Could each entry below be printed again exactly as given?

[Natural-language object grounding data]
--*--

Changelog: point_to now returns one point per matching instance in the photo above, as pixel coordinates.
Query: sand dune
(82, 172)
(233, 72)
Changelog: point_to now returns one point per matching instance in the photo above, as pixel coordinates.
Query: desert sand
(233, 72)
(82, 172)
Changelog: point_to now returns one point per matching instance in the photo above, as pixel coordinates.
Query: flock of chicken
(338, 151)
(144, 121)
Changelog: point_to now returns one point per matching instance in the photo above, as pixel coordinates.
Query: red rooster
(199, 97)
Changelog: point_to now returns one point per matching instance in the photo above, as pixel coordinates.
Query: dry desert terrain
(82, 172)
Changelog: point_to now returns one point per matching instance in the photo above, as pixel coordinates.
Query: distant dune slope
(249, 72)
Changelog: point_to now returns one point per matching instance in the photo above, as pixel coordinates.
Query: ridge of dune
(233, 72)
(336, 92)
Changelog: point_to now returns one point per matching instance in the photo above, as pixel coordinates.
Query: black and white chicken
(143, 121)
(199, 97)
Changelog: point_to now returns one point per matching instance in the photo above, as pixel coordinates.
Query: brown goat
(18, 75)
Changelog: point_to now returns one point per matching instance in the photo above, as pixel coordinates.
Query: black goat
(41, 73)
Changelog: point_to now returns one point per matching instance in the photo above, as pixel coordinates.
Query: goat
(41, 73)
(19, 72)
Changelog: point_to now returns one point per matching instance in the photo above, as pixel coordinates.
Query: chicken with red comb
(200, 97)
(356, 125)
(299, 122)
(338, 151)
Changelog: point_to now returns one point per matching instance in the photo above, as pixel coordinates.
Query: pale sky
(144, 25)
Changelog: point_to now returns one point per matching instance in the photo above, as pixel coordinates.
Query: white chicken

--*--

Reply to the exercise ->
Changelog: point_to now returns one point per matching instance in the photo above, as pixel coordinates.
Query: sand dune
(82, 172)
(233, 72)
Changelog: point_to now returns one point per matching instance in the photo above, as pixel coordinates.
Query: desert sand
(233, 72)
(82, 172)
Changelog: point_to now returns one point per matching instance in the photo above, as pixel coordinates.
Query: flock of chicken
(338, 151)
(144, 121)
Changelog: point_to now returns one point per matching instance in the photo above, as pixel coordinates.
Query: red rooster
(199, 97)
Changelog: point_to now returns one point per matching instance in the photo above, as pixel coordinates.
Query: dry desert terrain
(82, 172)
Changelog: point_to now returns one point per matching instance in the photo above, as pixel coordinates.
Query: distant dune slope
(249, 72)
Changelog: point_to now returns one point per matching instance in the photo above, as pixel coordinates.
Query: ridge of dune
(233, 72)
(336, 92)
Changelog: point_to now returns one point per matching instance in the photo above, as pixel coordinates.
Query: black and white chicken
(143, 121)
(199, 97)
Changelog: point_to now returns one point per matching instance in the photo above, as pixel coordinates.
Query: brown goat
(18, 75)
Changelog: point_to now returns one point per matching instance in the photo above, as pixel coordinates.
Query: black goat
(41, 73)
Changelog: point_to now returns one point per matching instance in the photo above, as pixel coordinates.
Query: goat
(41, 73)
(19, 72)
Changelog: point_to now returns one point per matching instance in the photo above, as pixel coordinates.
Query: chicken with red comb
(200, 97)
(356, 125)
(299, 122)
(338, 151)
Changelog: point_to now returns one point per matching instance in the photo above, as pixel coordinates.
Query: pale sky
(144, 25)
Changelog: point_to now returns one point per matching instance in the photo above, as pixel coordinates.
Query: white chicken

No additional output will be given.